> Seitenauszug

= = = = =

Oktoberfest:Ab der zweiten Wiesn-Woche rutschen die Hosen

Oktoberfest: Eine große Schalttafel, ein Schreibtisch und eine Liege: Im Kabuff der Elektriker kann es schon mal eng werden.

Eine große Schalttafel, ein Schreibtisch und eine Liege: Im Kabuff der Elektriker kann es schon mal eng werden.

(Foto: Stephan Rumpf)

Gregor Stojanovic kümmert sich eigentlich um die Elektrik im Schottenhamel-Zelt - doch auch, wenn die Bedienungen wegen der harten Arbeit stark abnehmen, hat er eine Lösung parat.

Von Franziska Stadlmayer

Wer die Wiesn dieses Jahr richtig ausreizen will, kann ganze 18 Tage lang hingehen. Für Gregor Stojanovic sind diese 18 Tage nur ein kleiner Teil. Seine Wiesn dauert dreieinhalb Monate. "Wir sind Mitte Juli die, die für die Aufbauarbeiten den Stromanschluss legen", sagt der Elektriker, "und Anfang November sind wir die, die hier das Licht ausmachen." Die Firma Anker & Stojanovic kümmert sich seit 48 Jahren darum, dass im Schottenhamel-Zelt alle Lampen brennen.

= = = = =

> Aufgabe A
Schreibe aus den Zeilen unten den Abschnitt ab, der mit der Zeile beginnt, die „of the downtown“ enthält, und mit der Zeile endet, die „point(835, 44)“ enthält. Beide Grenzzeilen gehören dazu.

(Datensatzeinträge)
= = = = =

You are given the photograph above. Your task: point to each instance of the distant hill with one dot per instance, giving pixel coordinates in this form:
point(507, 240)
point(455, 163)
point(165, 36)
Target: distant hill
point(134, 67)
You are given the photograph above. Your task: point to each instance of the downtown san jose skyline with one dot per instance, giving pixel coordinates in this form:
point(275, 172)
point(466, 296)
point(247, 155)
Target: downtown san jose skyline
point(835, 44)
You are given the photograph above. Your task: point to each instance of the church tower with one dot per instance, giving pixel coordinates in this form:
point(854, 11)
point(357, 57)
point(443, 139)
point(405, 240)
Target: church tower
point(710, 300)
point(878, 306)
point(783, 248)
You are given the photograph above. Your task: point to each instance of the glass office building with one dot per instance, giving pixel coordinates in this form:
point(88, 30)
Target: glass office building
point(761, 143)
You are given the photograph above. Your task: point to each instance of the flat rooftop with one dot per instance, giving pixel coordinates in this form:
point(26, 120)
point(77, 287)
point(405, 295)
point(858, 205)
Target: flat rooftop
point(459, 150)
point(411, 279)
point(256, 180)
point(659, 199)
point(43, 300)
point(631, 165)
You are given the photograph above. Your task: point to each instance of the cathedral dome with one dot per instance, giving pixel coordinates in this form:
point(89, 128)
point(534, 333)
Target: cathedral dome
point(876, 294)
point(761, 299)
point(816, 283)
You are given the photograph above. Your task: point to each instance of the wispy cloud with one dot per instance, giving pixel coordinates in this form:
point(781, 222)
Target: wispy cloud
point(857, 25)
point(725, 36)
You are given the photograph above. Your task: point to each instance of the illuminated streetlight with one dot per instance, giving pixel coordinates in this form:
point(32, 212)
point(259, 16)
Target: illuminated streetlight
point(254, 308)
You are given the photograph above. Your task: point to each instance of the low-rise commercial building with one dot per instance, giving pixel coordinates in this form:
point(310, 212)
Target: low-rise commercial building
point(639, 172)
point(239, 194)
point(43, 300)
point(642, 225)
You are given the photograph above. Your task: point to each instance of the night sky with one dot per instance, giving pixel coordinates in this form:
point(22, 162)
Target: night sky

= = = = =

> Aufgabe B
Entnimm den Seitenauszug über den Elektriker im Schottenhamel-Zelt vollständig und ohne jede Änderung.

> Lösung A
You are given the photograph above. Your task: point to each instance of the downtown san jose skyline with one dot per instance, giving pixel coordinates in this form:
point(275, 172)
point(466, 296)
point(247, 155)
Target: downtown san jose skyline
point(835, 44)

> Lösung B
Oktoberfest:Ab der zweiten Wiesn-Woche rutschen die Hosen

Oktoberfest: Eine große Schalttafel, ein Schreibtisch und eine Liege: Im Kabuff der Elektriker kann es schon mal eng werden.

Eine große Schalttafel, ein Schreibtisch und eine Liege: Im Kabuff der Elektriker kann es schon mal eng werden.

(Foto: Stephan Rumpf)

Gregor Stojanovic kümmert sich eigentlich um die Elektrik im Schottenhamel-Zelt - doch auch, wenn die Bedienungen wegen der harten Arbeit stark abnehmen, hat er eine Lösung parat.

Von Franziska Stadlmayer

Wer die Wiesn dieses Jahr richtig ausreizen will, kann ganze 18 Tage lang hingehen. Für Gregor Stojanovic sind diese 18 Tage nur ein kleiner Teil. Seine Wiesn dauert dreieinhalb Monate. "Wir sind Mitte Juli die, die für die Aufbauarbeiten den Stromanschluss legen", sagt der Elektriker, "und Anfang November sind wir die, die hier das Licht ausmachen." Die Firma Anker & Stojanovic kümmert sich seit 48 Jahren darum, dass im Schottenhamel-Zelt alle Lampen brennen.